Markus Reisegger-Huber, Nachhaltigkeitsmanager bei Löffler

Wir wollten mehr zum Prozess hinter der Zertifizierung wissen und haben Markus Reisegger-Huber, Nachhaltigkeitsmanager bei Löffler, gefragt.

transtex® Retr’x – der Weg zu den ersten Made in Green-zertifizierten Produkten

Eine blonde Frau ist von hinten zu sehen bis zu den Schulterblättern, sie trägt ein Funktionsoberteil von Löffler in grau
transtex® Retr’x ist ISPO Award Gewinner 2022. Die Jury zeigte sich überzeugt vom Einsatz von Recyclingmaterialien und dem „Zurückerobern von Baumwolle für den Ausdauersport“.

Fashion Changers: Wie war der Zertifizierungsprozess für Löffler?

AUFGABENSTELLUNG
Kopieren Sie aus dem Textauszug den Abschnitt von „Eine blonde Frau“ bis einschließlich „Zertifizierungsprozess für Löffler?“ ohne jede Änderung. Die Einträge stehen in keinem Zusammenhang mit dem Textauszug.

GESPEICHERTE DATENSÄTZE
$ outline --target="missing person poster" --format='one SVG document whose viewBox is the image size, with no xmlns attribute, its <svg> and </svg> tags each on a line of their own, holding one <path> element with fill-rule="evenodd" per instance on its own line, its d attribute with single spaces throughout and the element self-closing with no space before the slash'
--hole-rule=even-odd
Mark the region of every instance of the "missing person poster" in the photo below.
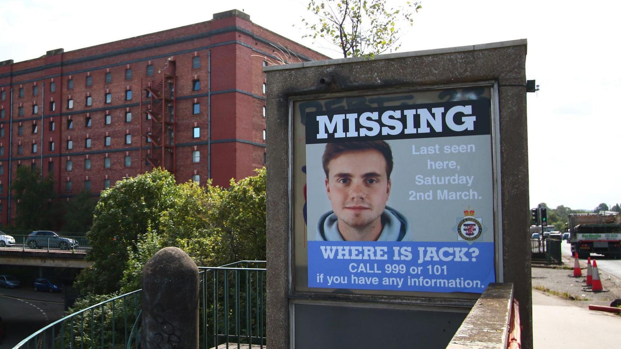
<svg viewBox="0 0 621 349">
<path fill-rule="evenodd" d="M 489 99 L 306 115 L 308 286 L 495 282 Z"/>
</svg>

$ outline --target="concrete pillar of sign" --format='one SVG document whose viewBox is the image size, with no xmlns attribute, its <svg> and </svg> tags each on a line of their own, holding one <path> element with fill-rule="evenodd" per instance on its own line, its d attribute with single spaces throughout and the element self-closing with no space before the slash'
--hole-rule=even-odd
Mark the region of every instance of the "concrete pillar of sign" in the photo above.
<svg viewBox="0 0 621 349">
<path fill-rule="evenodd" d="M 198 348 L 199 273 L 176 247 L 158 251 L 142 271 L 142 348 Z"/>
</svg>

* * *

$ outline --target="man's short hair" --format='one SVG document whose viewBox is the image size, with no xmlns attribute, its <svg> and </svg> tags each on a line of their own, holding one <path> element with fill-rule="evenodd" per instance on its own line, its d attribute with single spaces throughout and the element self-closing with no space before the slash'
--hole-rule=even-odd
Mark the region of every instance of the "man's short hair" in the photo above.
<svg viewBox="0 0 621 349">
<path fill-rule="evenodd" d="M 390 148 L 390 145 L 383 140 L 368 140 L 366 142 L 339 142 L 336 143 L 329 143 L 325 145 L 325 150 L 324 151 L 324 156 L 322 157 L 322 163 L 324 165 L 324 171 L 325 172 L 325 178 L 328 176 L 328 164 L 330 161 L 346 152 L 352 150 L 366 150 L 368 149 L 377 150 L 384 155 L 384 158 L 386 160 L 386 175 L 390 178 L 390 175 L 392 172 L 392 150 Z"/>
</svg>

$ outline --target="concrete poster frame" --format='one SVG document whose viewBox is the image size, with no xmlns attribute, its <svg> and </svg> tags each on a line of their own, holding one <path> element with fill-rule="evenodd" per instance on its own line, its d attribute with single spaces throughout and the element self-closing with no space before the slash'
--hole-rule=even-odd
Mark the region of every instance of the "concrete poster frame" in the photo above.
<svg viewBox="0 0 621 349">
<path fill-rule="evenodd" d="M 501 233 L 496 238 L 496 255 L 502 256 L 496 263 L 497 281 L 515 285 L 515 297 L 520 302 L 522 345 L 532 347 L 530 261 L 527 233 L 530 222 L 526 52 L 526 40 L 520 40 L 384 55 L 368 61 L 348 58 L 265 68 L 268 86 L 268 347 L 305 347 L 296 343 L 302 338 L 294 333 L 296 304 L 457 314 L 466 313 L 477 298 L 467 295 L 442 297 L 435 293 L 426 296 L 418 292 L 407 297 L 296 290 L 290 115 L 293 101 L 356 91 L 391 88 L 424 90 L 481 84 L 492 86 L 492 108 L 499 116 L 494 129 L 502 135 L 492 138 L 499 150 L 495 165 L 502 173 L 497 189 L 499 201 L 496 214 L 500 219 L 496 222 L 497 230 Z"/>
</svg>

---

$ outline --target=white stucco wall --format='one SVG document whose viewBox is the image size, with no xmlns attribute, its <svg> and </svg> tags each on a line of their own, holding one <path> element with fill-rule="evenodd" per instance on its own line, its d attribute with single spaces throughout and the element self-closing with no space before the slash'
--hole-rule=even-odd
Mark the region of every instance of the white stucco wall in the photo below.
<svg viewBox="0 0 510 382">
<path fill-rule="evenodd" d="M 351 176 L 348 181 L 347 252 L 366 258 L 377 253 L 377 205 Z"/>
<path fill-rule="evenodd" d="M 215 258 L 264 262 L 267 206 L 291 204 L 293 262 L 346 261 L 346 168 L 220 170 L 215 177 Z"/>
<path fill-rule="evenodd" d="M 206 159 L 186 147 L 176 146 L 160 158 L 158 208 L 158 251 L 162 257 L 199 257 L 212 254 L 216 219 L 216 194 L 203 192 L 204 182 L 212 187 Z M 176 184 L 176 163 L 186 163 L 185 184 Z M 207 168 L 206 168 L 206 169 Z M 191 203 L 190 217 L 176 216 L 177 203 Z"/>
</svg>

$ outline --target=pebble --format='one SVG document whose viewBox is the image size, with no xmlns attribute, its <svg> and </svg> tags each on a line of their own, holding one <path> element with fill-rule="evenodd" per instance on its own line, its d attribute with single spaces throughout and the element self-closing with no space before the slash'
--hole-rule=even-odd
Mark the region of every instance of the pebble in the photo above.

LÖSUNG
Eine blonde Frau ist von hinten zu sehen bis zu den Schulterblättern, sie trägt ein Funktionsoberteil von Löffler in grau
transtex® Retr’x ist ISPO Award Gewinner 2022. Die Jury zeigte sich überzeugt vom Einsatz von Recyclingmaterialien und dem „Zurückerobern von Baumwolle für den Ausdauersport“.

Fashion Changers: Wie war der Zertifizierungsprozess für Löffler?